> [Short task]:
From the records below, pull out each line that contains the word "background", matching uppercase and lowercase letters.

> [Items]:
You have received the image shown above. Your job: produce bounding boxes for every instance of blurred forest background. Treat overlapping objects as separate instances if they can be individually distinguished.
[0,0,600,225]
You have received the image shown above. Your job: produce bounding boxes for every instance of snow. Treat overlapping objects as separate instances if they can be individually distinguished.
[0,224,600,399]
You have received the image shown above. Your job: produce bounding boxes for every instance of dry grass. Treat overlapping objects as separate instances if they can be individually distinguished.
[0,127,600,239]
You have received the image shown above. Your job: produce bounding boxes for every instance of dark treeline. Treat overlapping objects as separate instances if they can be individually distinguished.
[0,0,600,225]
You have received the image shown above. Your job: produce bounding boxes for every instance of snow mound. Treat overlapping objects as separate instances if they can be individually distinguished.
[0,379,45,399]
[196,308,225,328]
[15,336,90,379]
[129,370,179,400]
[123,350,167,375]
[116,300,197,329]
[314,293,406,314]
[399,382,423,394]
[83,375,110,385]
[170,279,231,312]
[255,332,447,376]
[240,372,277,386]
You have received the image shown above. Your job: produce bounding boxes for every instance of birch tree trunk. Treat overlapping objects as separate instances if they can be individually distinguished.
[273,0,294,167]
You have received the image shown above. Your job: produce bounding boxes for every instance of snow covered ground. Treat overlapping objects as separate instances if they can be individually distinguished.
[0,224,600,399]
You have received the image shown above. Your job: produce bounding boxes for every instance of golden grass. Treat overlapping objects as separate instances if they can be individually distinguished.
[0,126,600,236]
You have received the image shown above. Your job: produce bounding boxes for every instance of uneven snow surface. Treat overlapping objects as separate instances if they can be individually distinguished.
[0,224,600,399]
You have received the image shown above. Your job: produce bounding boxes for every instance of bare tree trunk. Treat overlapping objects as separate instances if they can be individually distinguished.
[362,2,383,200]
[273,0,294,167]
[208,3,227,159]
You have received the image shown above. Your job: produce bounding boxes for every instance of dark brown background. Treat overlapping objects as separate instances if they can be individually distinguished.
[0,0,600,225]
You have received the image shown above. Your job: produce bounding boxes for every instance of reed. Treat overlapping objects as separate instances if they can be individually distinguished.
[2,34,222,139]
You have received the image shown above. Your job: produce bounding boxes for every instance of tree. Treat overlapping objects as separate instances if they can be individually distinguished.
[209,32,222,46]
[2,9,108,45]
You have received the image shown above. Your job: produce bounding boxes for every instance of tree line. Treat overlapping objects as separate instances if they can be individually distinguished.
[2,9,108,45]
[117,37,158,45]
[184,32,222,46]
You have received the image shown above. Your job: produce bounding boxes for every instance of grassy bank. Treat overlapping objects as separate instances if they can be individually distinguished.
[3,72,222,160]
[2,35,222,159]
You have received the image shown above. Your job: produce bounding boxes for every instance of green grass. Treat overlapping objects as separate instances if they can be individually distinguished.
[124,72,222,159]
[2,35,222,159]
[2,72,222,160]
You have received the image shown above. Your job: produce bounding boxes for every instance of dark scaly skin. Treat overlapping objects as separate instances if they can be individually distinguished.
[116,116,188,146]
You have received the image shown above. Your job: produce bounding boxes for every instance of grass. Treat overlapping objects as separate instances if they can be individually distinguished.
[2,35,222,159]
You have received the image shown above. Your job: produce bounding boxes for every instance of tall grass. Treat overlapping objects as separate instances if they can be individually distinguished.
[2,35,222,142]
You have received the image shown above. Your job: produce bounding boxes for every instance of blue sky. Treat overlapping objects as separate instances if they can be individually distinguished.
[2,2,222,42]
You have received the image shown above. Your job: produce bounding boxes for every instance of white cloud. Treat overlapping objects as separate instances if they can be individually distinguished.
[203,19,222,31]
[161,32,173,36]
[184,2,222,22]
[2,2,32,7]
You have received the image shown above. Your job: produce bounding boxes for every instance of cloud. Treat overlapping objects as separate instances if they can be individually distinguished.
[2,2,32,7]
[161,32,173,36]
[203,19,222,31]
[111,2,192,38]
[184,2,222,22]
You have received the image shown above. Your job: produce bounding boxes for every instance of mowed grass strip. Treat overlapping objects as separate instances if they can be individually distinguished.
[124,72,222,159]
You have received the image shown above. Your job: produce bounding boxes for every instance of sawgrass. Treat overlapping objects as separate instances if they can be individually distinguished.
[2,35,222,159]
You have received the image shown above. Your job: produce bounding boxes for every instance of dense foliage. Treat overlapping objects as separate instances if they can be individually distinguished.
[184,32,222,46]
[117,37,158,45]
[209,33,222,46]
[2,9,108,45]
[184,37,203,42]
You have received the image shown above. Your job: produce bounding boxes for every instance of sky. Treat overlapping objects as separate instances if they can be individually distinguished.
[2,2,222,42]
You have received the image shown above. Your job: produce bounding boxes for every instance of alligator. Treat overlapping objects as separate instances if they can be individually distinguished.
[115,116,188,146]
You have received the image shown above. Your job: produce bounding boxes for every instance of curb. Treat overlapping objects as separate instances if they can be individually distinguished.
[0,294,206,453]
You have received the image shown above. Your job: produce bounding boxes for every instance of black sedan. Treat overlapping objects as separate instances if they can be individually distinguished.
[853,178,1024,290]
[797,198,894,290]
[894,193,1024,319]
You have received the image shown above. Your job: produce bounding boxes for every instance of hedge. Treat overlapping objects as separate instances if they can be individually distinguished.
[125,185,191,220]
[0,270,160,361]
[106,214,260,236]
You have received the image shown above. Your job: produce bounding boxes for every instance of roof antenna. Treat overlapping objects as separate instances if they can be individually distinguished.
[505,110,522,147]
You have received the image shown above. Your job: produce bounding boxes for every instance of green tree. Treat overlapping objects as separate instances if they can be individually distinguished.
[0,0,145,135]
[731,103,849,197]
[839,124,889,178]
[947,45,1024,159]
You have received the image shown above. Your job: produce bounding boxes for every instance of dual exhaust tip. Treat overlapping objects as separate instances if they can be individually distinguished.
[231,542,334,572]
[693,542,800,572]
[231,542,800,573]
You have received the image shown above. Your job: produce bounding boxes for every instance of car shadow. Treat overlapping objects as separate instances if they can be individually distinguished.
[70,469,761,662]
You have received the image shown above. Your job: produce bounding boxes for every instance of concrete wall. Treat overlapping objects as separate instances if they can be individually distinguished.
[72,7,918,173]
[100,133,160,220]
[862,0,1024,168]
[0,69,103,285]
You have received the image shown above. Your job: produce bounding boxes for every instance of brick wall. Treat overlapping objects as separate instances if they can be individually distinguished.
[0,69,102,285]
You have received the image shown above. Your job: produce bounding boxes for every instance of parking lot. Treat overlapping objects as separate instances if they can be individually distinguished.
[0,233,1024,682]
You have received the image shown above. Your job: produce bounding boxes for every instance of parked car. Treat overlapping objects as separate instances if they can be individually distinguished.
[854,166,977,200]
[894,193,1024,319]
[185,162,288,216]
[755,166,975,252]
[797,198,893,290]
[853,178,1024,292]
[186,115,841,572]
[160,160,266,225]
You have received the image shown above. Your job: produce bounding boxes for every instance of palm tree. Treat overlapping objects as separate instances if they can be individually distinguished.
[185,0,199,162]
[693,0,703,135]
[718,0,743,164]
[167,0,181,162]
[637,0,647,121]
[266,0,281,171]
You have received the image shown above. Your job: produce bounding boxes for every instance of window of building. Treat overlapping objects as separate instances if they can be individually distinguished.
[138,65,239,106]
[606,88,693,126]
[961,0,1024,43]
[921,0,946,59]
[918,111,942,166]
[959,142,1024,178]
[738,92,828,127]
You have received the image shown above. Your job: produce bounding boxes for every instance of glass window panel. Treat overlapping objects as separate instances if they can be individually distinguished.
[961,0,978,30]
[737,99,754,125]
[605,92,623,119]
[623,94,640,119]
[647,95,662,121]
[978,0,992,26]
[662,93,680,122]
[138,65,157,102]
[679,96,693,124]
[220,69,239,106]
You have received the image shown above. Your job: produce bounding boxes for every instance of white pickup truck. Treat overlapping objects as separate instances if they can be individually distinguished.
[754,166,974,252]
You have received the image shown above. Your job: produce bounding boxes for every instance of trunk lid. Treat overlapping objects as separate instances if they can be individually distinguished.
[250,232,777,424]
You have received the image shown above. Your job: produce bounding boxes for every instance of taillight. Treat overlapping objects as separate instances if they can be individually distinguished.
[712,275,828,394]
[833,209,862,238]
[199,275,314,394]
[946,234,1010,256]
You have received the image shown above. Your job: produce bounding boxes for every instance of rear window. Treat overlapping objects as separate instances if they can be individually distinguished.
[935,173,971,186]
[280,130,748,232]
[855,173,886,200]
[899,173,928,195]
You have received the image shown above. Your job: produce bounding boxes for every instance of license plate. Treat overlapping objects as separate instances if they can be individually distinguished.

> [Solution]:
You have received the image shown above. Your job: produce bounding boxes for every instance of blurred forest background. Treat overlapping objects as separate instances if they can be individually distinguished.
You have received the image shown above. Your job: produce bounding boxes for every instance of dark brown background. Treat overlapping objects as separate instances if they can be individually distinguished.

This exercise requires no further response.